* _Task_
In the material below, find each line with the string "shirt" and copy it.

○ ○ ○ ○ ○ ○ ○

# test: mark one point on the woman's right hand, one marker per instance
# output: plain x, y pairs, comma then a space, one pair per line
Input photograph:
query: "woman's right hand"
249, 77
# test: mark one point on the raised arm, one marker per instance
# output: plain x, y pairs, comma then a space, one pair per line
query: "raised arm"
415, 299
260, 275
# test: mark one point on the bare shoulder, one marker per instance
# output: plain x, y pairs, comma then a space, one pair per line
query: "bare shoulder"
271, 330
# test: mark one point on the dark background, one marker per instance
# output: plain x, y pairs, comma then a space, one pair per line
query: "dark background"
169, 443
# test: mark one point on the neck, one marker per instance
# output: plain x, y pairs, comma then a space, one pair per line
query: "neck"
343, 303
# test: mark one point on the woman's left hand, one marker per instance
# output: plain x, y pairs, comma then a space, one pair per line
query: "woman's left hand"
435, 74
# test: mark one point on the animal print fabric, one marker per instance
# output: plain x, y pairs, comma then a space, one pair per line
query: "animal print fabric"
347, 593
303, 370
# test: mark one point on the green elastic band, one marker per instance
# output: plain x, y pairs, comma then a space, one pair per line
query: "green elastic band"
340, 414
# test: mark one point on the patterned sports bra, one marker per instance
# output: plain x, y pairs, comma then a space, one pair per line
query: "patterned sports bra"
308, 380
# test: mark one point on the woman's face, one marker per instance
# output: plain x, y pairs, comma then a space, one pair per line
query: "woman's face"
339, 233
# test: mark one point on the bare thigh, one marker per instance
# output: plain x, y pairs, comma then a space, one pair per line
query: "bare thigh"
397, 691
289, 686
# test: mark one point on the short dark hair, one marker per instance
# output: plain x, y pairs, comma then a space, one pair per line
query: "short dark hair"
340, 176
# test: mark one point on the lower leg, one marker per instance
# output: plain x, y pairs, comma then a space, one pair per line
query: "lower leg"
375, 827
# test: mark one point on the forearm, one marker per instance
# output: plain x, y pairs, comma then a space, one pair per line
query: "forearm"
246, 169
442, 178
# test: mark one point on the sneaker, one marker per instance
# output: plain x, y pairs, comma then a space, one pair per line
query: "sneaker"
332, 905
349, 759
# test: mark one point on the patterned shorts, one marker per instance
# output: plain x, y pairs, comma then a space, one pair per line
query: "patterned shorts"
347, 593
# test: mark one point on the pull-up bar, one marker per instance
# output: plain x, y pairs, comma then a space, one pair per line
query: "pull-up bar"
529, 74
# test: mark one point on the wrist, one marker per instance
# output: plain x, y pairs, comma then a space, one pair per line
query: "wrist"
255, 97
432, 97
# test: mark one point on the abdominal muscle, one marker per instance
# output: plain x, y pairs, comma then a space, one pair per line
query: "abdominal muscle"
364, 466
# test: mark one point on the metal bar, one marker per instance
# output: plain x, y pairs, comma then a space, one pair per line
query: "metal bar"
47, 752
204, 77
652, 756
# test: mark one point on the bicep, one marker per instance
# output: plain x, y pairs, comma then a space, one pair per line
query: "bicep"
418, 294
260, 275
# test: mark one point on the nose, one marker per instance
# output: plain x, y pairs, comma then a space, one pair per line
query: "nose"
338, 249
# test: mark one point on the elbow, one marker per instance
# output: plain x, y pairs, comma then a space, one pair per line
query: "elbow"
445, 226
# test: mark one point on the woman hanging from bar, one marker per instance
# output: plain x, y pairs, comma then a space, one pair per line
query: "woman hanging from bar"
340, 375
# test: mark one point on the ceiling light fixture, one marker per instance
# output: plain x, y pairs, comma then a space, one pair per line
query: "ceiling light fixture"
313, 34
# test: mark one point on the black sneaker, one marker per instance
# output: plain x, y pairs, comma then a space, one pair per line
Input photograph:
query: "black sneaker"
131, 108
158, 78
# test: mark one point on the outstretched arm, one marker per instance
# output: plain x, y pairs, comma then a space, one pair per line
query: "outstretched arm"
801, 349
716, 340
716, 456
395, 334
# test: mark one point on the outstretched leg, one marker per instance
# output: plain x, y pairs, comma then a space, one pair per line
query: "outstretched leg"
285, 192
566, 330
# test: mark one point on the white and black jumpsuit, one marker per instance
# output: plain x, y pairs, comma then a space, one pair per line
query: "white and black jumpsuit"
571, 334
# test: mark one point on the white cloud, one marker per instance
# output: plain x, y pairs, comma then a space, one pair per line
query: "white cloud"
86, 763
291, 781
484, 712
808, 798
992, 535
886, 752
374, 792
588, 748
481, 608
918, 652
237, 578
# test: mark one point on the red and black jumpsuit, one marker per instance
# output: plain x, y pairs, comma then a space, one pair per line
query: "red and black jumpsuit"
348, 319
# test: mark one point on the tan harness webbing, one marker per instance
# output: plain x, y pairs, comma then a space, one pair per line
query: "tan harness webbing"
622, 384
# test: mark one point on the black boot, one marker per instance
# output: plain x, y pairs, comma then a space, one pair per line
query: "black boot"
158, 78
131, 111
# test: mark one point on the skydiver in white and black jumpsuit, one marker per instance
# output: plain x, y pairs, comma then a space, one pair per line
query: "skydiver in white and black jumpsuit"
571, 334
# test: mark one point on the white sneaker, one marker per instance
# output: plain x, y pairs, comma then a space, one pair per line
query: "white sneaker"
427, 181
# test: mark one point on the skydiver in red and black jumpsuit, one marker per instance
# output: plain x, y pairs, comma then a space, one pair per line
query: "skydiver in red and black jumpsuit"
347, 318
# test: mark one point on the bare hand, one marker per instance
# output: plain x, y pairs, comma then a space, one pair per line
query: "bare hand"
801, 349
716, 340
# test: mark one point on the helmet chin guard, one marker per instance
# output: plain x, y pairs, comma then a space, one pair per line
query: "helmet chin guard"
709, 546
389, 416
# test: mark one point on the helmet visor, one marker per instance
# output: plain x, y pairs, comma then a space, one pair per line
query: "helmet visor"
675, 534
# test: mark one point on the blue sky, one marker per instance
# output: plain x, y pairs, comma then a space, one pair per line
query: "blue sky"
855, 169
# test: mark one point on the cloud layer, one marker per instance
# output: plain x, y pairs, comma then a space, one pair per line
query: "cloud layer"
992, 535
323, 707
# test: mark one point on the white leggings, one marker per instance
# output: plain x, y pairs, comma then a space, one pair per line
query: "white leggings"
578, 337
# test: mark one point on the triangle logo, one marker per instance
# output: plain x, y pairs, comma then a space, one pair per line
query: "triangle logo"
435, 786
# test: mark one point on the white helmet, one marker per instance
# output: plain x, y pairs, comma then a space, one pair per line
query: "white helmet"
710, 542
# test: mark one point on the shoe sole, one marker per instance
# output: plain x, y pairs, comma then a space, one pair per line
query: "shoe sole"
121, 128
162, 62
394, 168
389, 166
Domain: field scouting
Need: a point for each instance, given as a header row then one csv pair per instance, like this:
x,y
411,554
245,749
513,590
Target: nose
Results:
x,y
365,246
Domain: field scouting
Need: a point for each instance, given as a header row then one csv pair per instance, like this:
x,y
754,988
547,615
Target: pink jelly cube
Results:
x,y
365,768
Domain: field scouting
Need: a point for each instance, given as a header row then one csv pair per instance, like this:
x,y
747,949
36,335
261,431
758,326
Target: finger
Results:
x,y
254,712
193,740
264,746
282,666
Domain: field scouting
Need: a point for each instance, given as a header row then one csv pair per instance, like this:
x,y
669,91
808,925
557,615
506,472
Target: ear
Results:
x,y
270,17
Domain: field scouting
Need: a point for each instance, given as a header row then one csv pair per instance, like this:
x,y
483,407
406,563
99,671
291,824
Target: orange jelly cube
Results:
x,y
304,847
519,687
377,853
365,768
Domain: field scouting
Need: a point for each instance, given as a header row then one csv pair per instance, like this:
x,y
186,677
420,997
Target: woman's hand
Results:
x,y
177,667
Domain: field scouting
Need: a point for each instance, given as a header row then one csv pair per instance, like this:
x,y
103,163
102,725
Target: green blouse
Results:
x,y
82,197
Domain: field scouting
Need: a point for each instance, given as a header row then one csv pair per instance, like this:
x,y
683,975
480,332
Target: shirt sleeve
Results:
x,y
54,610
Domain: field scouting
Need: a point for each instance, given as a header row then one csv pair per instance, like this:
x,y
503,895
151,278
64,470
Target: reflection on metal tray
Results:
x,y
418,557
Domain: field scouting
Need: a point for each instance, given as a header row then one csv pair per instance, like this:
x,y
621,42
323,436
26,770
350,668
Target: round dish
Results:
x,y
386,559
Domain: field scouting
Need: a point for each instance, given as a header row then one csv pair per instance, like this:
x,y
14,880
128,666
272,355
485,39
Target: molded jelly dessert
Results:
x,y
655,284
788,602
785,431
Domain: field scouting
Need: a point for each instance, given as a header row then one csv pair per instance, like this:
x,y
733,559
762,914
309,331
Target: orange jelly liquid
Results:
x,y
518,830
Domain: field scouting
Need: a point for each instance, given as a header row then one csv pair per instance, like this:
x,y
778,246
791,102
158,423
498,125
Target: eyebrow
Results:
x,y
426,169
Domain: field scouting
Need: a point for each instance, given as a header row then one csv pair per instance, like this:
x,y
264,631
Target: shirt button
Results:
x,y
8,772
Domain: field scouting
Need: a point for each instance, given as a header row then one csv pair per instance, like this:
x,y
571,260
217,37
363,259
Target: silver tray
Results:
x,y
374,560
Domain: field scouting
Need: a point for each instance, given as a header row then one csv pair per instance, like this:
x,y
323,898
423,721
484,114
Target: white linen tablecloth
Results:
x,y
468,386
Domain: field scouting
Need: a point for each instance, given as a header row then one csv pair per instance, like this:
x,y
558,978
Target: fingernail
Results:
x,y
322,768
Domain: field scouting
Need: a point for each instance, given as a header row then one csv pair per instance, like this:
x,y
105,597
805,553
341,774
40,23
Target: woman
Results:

○ ○ ○ ○ ○ ○ ○

* _Result for this task_
Target: shirt sleeve
Target: shirt button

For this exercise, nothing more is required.